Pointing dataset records
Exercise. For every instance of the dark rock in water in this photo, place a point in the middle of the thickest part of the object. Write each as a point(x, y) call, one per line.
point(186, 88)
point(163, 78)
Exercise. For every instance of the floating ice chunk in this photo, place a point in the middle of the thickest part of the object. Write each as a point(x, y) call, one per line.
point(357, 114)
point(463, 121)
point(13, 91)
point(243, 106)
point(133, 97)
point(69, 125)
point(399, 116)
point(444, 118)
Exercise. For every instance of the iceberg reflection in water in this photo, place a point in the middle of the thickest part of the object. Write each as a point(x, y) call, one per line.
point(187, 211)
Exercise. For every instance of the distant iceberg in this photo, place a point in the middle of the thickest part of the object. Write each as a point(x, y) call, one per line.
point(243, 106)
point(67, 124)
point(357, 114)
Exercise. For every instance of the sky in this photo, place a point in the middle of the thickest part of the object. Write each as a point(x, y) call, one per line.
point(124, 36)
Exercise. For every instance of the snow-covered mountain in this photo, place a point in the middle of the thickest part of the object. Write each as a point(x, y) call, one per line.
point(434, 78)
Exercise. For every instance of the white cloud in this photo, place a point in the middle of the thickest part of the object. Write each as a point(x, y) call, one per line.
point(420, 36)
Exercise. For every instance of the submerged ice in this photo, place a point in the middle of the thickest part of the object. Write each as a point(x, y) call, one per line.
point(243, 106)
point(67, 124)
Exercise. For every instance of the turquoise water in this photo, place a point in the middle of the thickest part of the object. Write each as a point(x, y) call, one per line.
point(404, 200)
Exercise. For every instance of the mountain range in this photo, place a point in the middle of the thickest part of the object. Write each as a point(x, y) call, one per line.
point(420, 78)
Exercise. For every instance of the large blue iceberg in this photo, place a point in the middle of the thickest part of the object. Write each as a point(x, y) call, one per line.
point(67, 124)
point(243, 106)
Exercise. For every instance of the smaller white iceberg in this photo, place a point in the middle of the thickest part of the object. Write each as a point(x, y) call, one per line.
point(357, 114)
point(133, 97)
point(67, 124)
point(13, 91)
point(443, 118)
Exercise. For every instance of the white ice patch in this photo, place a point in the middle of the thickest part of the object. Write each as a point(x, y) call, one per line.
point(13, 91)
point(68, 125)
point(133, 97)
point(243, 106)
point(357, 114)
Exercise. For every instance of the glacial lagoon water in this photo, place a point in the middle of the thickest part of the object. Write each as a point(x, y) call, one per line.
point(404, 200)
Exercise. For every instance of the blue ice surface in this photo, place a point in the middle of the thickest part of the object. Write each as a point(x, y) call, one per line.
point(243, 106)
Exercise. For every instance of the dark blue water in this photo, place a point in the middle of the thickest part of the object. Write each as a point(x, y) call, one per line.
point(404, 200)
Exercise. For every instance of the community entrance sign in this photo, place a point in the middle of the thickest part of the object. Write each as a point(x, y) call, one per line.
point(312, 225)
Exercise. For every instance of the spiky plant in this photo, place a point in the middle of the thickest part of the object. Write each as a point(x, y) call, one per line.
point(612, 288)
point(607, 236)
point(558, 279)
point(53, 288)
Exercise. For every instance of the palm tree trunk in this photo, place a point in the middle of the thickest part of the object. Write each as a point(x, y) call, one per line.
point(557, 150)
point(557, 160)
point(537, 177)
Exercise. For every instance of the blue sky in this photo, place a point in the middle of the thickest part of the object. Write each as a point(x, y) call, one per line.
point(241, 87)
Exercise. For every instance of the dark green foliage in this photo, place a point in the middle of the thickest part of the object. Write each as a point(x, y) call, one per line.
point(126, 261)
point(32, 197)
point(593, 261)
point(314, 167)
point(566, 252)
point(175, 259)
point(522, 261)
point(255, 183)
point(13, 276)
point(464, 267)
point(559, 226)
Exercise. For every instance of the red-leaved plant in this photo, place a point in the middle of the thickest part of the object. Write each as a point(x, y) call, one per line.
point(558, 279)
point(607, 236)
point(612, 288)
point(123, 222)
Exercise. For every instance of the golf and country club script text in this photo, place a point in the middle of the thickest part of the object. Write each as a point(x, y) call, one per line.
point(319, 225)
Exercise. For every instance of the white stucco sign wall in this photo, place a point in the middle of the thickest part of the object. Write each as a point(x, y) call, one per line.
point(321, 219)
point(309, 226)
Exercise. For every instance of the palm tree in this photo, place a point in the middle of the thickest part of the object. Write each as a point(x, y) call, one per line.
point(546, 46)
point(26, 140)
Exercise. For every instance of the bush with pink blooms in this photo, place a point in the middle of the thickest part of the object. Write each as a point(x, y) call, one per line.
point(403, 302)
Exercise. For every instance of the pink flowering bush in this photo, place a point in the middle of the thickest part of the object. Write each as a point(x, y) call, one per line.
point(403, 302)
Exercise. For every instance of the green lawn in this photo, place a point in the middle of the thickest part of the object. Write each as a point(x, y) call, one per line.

EXERCISE DIRECTIONS
Copy the records above word for word, keeping every line as it is.

SOLUTION TO THIS TASK
Exercise. For every instance of the dark rock in water in this photo, place a point in the middle of the thickest part of the object. Write each as a point(x, y) call, one per line.
point(186, 88)
point(163, 78)
Exercise. For every instance of the floating ice chunk in this photo, place a point in the middle of the thickest part of the object. Write each as a point(x, y) call, one per line.
point(357, 114)
point(463, 121)
point(13, 91)
point(243, 106)
point(133, 97)
point(69, 125)
point(399, 116)
point(444, 118)
Exercise. For every instance of the iceberg reflection in water in this photo, place a point in the middle of the thickest part of the object. Write each as a point(x, y) call, one per line.
point(187, 211)
Exercise. For every instance of the distant iceberg in this photo, place a point in the middle of the thickest part of the object. Write each as a point(x, y) call, one per line.
point(243, 106)
point(67, 124)
point(357, 114)
Exercise. For every instance of the sky in this photo, place a point in the middle of the thickest part of the object. Write each as a point(x, y) call, one per line.
point(124, 36)
Exercise. For every instance of the snow-covered mountain in this photo, place a point in the middle of the thickest part of the object. Write each as a point(x, y) call, one per line.
point(434, 78)
Exercise. For every instance of the white cloud in this photo, place a point in the middle of the thickest part of the object. Write each as a point(x, y) call, one per line.
point(420, 36)
Exercise. For every instance of the submerged ice in this photo, place a point in the middle of the thickest part of the object. Write each as a point(x, y) call, one per line.
point(243, 106)
point(67, 124)
Exercise. For every instance of the turquoise water in this photo, place a point in the middle of the thickest part of the object. Write each as a point(x, y) call, one per line.
point(404, 200)
Exercise. For every instance of the mountain range in this photo, place a point in the middle of the thickest part of the object. Write each as a point(x, y) call, one per line.
point(420, 78)
Exercise. For every instance of the large blue iceberg in this photo, place a point in the middle of the thickest part of the object. Write each as a point(x, y) call, one per line.
point(67, 124)
point(243, 106)
Exercise. For every instance of the smaller white iceberg in this photo, place a point in the middle of the thickest part of the object. Write each as a point(x, y) call, one per line.
point(357, 114)
point(133, 97)
point(67, 124)
point(13, 91)
point(443, 118)
Exercise. For every instance of the white ice patch in this photo, place a point in the middle of the thickest part of the object. Write each as a point(x, y) call, one per line.
point(13, 91)
point(68, 125)
point(133, 97)
point(243, 106)
point(357, 114)
Exercise. For every instance of the glacial lagoon water in this photo, place a point in the middle of the thickest part of the object. Write each as a point(x, y) call, one per line.
point(404, 200)
Exercise. For every instance of the blue ice surface in this photo, place a point in the middle of the thickest part of the object. Write each as a point(x, y) call, one per line.
point(243, 106)
Exercise. For every instance of the dark blue water in this photo, place a point in the middle of the thickest part of the object. Write each as a point(x, y) call, one per line.
point(404, 200)
Exercise. For every instance of the community entrance sign in this photo, place a point in the middle of the thickest part of the object. Write each as a point(x, y) call, one per line.
point(312, 225)
Exercise. For every instance of the spiky plant in this photo, place a point in the middle of the thickest part of the object. Write each as a point(x, y) call, one per line.
point(612, 288)
point(607, 236)
point(558, 279)
point(53, 288)
Exercise. For every instance of the palm tree trunk in this photo, place a point in the middle of the thickest part of the object. Write each as a point(x, y) call, one per line.
point(557, 150)
point(557, 160)
point(537, 177)
Exercise. For every instance of the blue sky in this photo, place a point in the middle of the thickest part of the object. Write each as a point(x, y) call, one per line.
point(241, 87)
Exercise. For every instance of the dark green foliage in this photo, place a point in the middle of the thickest part of the object. Write each as a point(x, y) call, one per line.
point(126, 261)
point(32, 197)
point(593, 261)
point(314, 167)
point(566, 252)
point(175, 259)
point(522, 261)
point(255, 183)
point(13, 276)
point(464, 267)
point(559, 226)
Exercise. For every instance of the red-leaved plant in this photo, place a point in the middle of the thickest part of the object. Write each as a point(x, y) call, one per line.
point(558, 279)
point(607, 236)
point(612, 288)
point(123, 222)
Exercise. For every instance of the golf and country club script text in this photo, place a point in the middle of the thickest part of the object. Write each as a point(x, y) call, one per line.
point(319, 225)
Exercise. For every instance of the white stucco sign wall in this photo, place a point in the middle of the thickest part of the object. Write each as a point(x, y) call, one per line.
point(321, 219)
point(309, 226)
Exercise. For every instance of the palm tree in this photo, place a point in the middle of the thickest part of the object. Write each as a point(x, y) call, one per line.
point(546, 46)
point(26, 140)
Exercise. For every instance of the bush with pink blooms in this photo, place a point in the middle of the thickest part of the object. Write each as a point(x, y) call, one per line.
point(403, 302)
Exercise. For every instance of the pink flowering bush in this photo, place a point in the middle of the thickest part of the object. Write each as a point(x, y) call, one per line.
point(403, 302)
Exercise. For every instance of the green lawn in this photo, place a point in the middle of the thickest part of the object. Write each as a point(x, y) call, one per line.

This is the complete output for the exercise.